-- WORK TO COMPLETE --
Repeat the material below word for word, starting at the line that contains "Query: brick building" and continuing through the end of the material.

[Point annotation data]
## Begin
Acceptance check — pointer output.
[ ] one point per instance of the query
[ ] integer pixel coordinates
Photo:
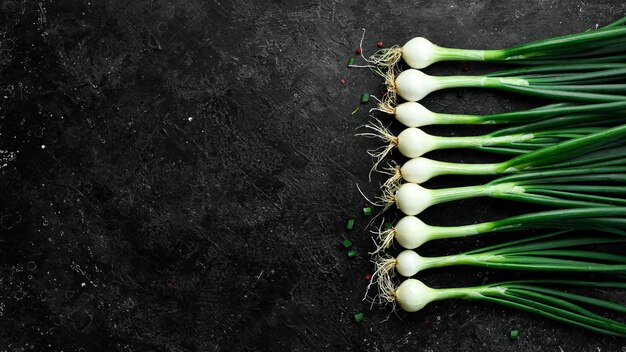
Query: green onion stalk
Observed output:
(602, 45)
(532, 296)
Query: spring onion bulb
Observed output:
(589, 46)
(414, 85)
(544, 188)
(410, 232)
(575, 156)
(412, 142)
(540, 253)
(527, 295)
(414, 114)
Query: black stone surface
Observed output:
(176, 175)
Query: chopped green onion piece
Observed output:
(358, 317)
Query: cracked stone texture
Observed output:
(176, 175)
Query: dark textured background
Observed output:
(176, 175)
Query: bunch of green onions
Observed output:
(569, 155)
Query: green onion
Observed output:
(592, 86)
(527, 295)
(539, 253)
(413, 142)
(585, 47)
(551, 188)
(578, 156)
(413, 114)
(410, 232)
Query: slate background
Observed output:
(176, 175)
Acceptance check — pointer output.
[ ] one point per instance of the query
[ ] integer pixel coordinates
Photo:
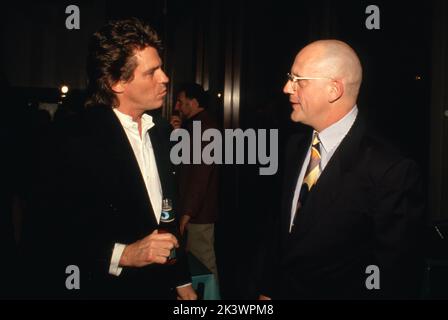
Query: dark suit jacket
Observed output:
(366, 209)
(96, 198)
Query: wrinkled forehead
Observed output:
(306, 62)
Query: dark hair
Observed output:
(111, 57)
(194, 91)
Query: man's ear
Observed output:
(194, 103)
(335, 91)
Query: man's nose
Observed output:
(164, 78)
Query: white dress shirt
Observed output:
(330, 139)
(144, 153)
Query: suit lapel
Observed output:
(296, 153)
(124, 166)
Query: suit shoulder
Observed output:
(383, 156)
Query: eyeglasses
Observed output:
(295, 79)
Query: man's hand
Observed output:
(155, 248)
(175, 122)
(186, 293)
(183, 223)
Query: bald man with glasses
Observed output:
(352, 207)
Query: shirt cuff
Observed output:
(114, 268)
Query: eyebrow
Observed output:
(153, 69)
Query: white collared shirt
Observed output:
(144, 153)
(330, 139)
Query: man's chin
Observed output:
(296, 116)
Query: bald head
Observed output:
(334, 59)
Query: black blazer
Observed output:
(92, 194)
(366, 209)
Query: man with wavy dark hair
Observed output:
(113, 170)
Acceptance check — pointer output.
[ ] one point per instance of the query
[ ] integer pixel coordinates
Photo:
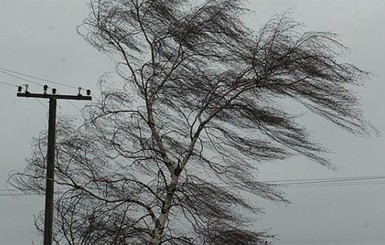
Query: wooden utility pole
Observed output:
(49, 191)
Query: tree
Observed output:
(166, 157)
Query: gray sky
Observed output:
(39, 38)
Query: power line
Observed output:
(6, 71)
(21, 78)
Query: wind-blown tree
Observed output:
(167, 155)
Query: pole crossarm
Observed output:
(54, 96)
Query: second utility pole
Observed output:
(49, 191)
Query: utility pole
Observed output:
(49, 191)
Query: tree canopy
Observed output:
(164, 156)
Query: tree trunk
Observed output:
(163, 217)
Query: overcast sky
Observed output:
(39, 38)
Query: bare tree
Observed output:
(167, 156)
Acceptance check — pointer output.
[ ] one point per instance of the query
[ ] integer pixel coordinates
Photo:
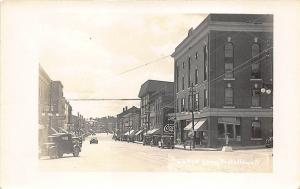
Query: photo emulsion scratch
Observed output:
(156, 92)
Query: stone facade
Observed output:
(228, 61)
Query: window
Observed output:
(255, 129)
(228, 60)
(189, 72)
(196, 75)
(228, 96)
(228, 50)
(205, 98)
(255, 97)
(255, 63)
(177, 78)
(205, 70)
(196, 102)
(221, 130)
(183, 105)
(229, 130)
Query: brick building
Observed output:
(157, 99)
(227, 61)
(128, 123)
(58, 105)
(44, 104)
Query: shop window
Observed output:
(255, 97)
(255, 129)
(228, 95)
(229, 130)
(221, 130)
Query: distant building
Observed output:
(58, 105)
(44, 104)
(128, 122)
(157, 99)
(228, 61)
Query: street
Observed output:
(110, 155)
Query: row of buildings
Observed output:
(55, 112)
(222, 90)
## End
-- EXERCISE ANSWER --
Query: brick building
Observed output:
(157, 99)
(227, 61)
(128, 123)
(58, 105)
(44, 104)
Query: shop window
Observed output:
(255, 97)
(255, 129)
(228, 95)
(229, 130)
(221, 130)
Query: distant building
Observed output:
(58, 105)
(44, 104)
(128, 122)
(157, 99)
(228, 61)
Query: street
Observed output:
(110, 155)
Query: row of buildings
Observed output:
(55, 112)
(222, 90)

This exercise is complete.